ТЕКСТ ЗАДАНИЯ 1:
Перепиши строки данных, всё от их начала вниз до строки с «column 450, row 458» включительно, изменив «Target» на «Object» и больше ничего не трогая. Картинки в ответ не включай.

ТЕКСТ ДЛЯ ЧТЕНИЯ:
● ● ● ● ●

Истории подопечных
Я помню, что зависимость может быть сильнее здравомыслия
Константин семь лет в ремиссии. Но путь к ней был очень длинным.

Константин семь лет в ремиссии. Но путь к ней был очень длинным.

Детство и школа, наркотики и алкоголь

Я вырос в Иркутске, хорошее детство было. Но и наркотики начались в детстве, в 13 лет – в 1989 году. Клей и внутривеннно эфедрин. Было модно это. Я попробовал из любопытства детского или протеста, может, круче хотелось быть, в общем, много причин. И все остальное на задний план отодвинулось. Правда, некоторые здравомыслящие люди попробовали и пошли дальше – учиться, жить нормально. А у меня все не так стало с наркотиками – ни учебы, ничего. Хотя ведь и из семьи нормальной, интеллигентной: мама – пианистка, отец – альтист. Помните картину Дмитрия Жилинского «Альтист» (картина написана в 1972 году, находится в Третьяковской галерее – прим. авт.)? Как будто с моего отца писал.

● ● ● ● ●

ТЕКСТ ЗАДАНИЯ 2:
Как можно пересказать историю Константина в двух предложениях?

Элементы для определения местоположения

● ● ● ● ●

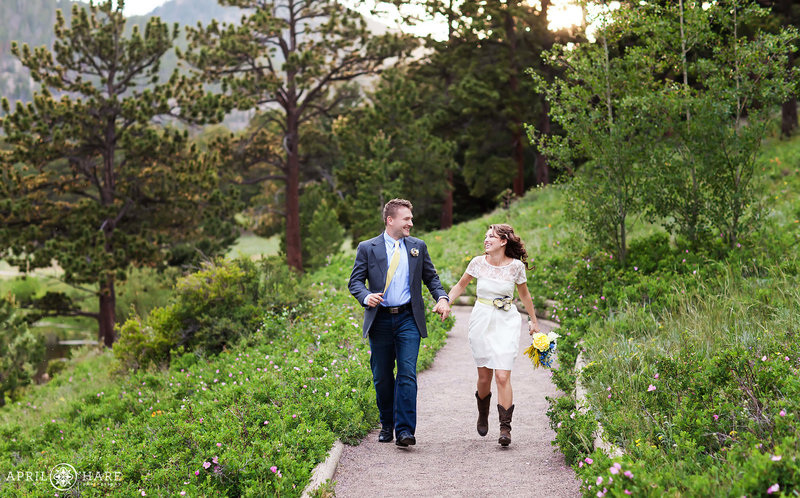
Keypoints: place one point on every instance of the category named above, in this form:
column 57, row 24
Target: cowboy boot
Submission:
column 483, row 413
column 505, row 424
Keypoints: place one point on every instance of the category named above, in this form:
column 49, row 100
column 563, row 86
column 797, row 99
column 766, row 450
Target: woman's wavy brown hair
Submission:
column 514, row 246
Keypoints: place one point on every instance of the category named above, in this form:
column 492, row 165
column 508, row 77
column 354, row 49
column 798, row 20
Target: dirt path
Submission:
column 450, row 458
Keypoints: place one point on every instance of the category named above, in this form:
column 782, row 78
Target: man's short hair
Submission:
column 391, row 207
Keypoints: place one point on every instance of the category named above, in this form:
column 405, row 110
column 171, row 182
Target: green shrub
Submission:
column 142, row 290
column 211, row 309
column 25, row 288
column 210, row 425
column 20, row 350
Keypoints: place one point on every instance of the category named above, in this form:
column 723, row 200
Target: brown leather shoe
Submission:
column 505, row 424
column 483, row 413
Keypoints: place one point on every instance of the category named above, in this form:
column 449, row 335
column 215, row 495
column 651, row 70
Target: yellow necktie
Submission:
column 393, row 265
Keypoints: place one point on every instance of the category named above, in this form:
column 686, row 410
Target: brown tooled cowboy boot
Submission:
column 483, row 413
column 505, row 424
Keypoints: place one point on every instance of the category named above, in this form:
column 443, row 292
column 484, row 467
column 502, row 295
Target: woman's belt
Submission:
column 501, row 303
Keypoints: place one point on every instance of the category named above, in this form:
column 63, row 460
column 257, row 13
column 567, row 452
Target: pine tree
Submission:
column 88, row 181
column 287, row 58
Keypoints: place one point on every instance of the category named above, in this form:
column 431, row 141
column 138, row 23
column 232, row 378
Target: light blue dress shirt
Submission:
column 399, row 291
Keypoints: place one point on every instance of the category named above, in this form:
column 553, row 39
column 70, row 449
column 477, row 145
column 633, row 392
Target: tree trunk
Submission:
column 788, row 117
column 294, row 255
column 107, row 318
column 542, row 165
column 513, row 80
column 447, row 207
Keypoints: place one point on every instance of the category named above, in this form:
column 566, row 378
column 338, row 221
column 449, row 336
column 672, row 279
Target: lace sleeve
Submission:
column 474, row 266
column 521, row 277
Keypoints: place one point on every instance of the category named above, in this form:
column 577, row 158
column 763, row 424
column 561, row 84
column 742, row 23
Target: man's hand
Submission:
column 374, row 299
column 443, row 308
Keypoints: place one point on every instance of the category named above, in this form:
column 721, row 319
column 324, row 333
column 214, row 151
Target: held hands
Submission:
column 443, row 308
column 374, row 299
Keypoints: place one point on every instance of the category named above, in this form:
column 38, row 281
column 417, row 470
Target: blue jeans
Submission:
column 395, row 338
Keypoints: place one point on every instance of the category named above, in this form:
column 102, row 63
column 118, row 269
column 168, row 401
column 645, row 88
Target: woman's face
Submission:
column 492, row 242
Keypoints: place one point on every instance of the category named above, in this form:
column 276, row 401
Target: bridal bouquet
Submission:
column 543, row 349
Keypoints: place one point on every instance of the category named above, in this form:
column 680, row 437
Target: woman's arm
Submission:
column 525, row 296
column 458, row 289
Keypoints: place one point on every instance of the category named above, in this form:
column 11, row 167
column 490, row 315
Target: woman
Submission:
column 494, row 325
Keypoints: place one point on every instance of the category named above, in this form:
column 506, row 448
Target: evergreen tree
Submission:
column 389, row 150
column 287, row 58
column 88, row 181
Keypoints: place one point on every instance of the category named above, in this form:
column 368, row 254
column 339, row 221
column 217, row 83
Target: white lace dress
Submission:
column 494, row 333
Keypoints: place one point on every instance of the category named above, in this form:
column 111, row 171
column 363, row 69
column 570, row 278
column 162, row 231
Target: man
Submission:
column 395, row 265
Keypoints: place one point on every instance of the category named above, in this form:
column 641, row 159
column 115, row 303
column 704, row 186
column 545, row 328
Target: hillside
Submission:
column 31, row 22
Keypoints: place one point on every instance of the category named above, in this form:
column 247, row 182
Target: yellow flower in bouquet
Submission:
column 542, row 349
column 541, row 341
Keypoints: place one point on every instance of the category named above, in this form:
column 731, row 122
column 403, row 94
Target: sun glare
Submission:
column 563, row 14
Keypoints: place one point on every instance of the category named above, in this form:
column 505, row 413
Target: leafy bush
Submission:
column 251, row 421
column 211, row 309
column 20, row 350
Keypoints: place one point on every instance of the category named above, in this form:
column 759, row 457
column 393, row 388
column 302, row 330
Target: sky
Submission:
column 563, row 13
column 140, row 7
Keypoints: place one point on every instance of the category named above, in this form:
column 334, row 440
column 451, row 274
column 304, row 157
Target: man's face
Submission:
column 399, row 225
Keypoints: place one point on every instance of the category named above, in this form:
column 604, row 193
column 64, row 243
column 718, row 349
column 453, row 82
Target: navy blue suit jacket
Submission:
column 371, row 265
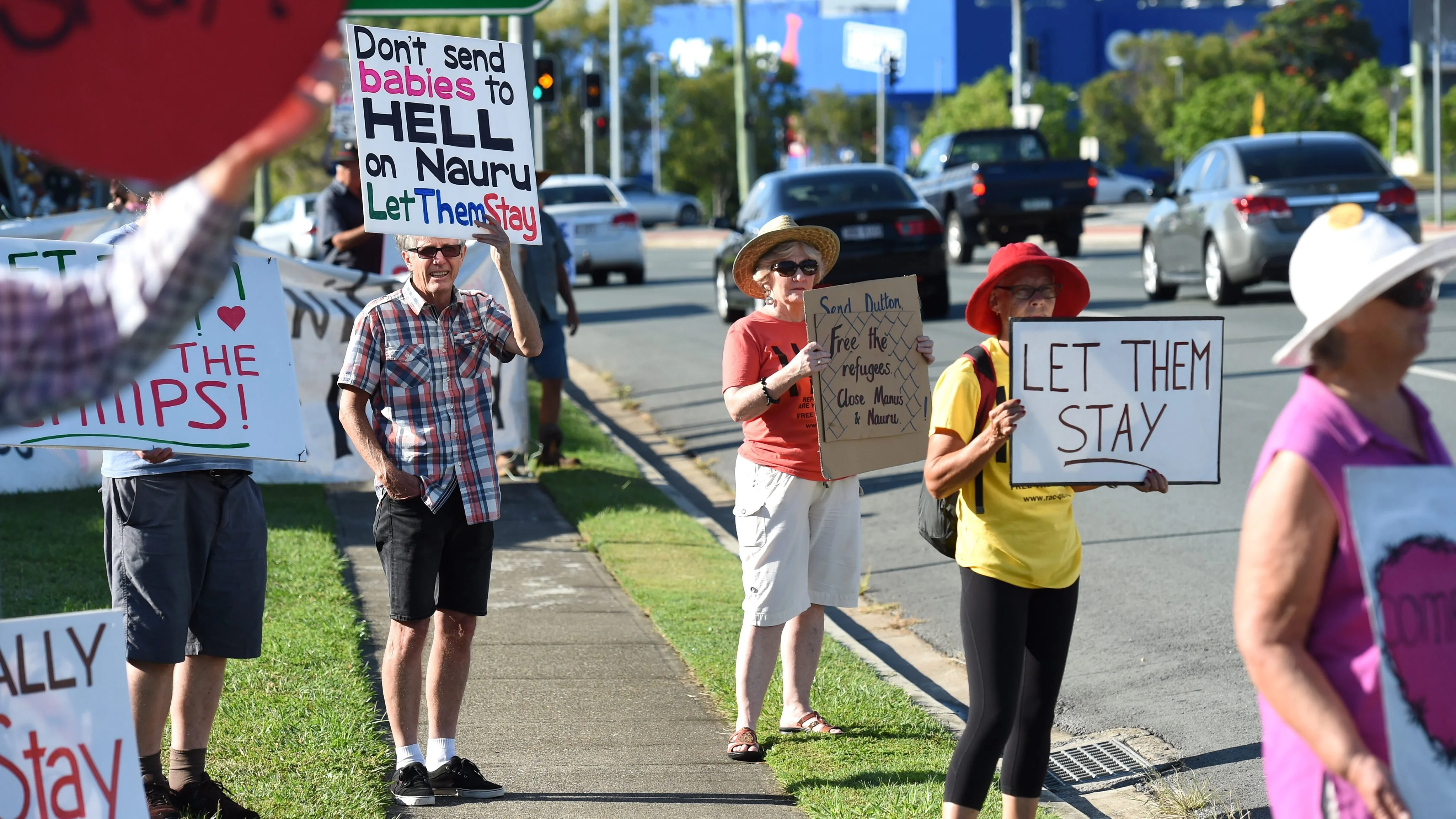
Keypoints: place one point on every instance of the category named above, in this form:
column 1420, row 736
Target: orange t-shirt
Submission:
column 785, row 438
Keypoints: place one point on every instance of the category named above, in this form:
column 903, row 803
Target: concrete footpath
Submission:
column 576, row 703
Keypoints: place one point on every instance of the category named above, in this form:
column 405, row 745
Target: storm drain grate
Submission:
column 1093, row 761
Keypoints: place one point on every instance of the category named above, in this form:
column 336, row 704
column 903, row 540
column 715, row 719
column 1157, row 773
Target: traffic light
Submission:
column 592, row 91
column 545, row 90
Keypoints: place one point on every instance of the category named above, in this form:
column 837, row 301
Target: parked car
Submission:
column 884, row 229
column 606, row 234
column 999, row 187
column 668, row 206
column 1116, row 187
column 1241, row 205
column 290, row 228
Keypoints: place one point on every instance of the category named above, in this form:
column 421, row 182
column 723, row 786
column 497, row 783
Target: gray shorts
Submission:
column 187, row 559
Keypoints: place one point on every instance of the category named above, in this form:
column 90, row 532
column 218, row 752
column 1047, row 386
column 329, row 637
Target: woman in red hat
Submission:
column 1018, row 548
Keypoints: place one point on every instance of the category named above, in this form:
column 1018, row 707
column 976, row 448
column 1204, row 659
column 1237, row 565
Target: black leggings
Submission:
column 1015, row 652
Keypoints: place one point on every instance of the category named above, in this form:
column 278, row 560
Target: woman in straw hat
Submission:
column 798, row 534
column 1299, row 610
column 1018, row 548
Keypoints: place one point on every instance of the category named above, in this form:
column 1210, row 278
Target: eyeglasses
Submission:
column 788, row 269
column 1413, row 292
column 429, row 251
column 1026, row 292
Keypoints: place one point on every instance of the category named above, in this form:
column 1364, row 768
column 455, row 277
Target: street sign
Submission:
column 867, row 47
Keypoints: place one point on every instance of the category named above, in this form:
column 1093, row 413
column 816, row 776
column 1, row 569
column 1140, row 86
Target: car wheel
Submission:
column 1216, row 279
column 957, row 248
column 1154, row 277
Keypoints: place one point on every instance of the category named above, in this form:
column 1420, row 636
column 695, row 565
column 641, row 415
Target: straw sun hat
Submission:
column 775, row 232
column 1346, row 258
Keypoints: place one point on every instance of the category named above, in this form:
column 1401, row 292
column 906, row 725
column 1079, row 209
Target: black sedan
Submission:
column 884, row 229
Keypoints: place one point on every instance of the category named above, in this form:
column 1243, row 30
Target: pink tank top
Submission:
column 1330, row 436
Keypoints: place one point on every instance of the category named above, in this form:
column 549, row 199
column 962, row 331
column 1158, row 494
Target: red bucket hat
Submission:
column 1072, row 301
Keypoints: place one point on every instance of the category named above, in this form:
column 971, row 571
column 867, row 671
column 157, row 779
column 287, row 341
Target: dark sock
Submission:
column 187, row 767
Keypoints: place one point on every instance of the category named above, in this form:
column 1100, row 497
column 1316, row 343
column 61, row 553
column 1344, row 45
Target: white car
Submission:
column 606, row 234
column 1116, row 187
column 290, row 228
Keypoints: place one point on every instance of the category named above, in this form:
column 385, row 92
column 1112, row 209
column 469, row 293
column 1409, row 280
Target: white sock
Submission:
column 440, row 753
column 408, row 754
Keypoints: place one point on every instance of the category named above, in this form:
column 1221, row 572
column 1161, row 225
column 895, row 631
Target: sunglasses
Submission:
column 429, row 251
column 1413, row 292
column 788, row 269
column 1026, row 292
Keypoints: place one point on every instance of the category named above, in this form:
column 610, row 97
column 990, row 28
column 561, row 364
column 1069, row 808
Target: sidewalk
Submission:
column 576, row 703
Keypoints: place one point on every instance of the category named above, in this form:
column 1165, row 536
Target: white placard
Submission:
column 445, row 133
column 1109, row 400
column 226, row 387
column 1406, row 534
column 68, row 745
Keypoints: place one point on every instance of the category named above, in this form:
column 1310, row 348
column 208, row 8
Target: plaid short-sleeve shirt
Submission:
column 430, row 388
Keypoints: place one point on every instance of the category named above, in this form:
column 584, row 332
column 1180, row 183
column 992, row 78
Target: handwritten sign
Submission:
column 1109, row 400
column 445, row 133
column 68, row 747
column 226, row 387
column 1406, row 535
column 873, row 403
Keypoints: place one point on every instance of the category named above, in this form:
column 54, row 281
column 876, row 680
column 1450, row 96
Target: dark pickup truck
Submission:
column 999, row 187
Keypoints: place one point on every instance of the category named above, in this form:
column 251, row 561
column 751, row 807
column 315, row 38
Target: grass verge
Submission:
column 893, row 758
column 298, row 734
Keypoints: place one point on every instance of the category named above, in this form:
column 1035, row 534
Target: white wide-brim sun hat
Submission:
column 1346, row 258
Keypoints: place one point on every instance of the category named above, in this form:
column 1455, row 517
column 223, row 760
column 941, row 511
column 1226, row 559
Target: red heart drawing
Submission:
column 1417, row 583
column 232, row 317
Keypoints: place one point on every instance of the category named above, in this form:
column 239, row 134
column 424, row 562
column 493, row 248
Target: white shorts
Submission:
column 798, row 541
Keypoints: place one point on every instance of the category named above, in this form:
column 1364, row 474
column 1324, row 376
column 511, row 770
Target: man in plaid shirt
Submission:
column 418, row 360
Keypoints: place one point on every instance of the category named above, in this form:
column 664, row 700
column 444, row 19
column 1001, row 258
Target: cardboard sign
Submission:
column 1109, row 400
column 1406, row 534
column 225, row 388
column 445, row 133
column 68, row 747
column 873, row 403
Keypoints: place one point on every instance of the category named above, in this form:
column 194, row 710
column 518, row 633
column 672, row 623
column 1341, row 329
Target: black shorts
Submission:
column 187, row 560
column 433, row 560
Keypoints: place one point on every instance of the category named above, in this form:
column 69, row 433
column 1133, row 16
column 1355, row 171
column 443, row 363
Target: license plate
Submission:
column 861, row 232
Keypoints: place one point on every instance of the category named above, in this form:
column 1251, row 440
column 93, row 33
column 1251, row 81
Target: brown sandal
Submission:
column 812, row 723
column 748, row 742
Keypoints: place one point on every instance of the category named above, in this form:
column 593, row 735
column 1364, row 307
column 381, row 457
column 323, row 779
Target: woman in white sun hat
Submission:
column 1299, row 610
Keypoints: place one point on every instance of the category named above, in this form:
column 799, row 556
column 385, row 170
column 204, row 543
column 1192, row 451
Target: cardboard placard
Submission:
column 68, row 745
column 1406, row 535
column 445, row 133
column 873, row 403
column 225, row 388
column 1109, row 400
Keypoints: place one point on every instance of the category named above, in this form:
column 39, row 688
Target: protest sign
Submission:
column 1406, row 535
column 68, row 745
column 1109, row 400
column 225, row 388
column 873, row 401
column 445, row 133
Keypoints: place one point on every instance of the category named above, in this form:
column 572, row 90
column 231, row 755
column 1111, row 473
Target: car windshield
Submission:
column 577, row 194
column 844, row 190
column 1295, row 161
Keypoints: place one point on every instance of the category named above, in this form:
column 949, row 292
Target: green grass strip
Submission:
column 298, row 735
column 893, row 758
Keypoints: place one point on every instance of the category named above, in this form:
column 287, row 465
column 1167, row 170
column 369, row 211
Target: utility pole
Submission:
column 615, row 78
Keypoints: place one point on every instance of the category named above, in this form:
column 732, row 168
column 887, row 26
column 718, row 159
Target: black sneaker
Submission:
column 210, row 799
column 461, row 777
column 411, row 786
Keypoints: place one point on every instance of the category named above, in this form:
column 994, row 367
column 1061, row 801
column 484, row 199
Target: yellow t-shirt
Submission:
column 1027, row 537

● ● ● ● ●

ОТВЕТ НА ЗАДАНИЕ 1:
Keypoints: place one point on every instance of the category named above, in this form:
column 57, row 24
Object: cowboy boot
Submission:
column 483, row 413
column 505, row 424
Keypoints: place one point on every instance of the category named above, in this form:
column 49, row 100
column 563, row 86
column 797, row 99
column 766, row 450
Object: woman's wavy brown hair
Submission:
column 514, row 246
Keypoints: place one point on every instance of the category named above, in this form:
column 492, row 165
column 508, row 77
column 354, row 49
column 798, row 20
Object: dirt path
Submission:
column 450, row 458

ОТВЕТ НА ЗАДАНИЕ 2:
Константин, который уже семь лет в ремиссии, вырос в Иркутске и начал употреблять наркотики в 13 лет, в 1989 году: клей и внутривенно эфедрин. Хотя он из нормальной интеллигентной семьи (мать пианистка, отец альтист), с наркотиками у него не стало ни учебы, ничего.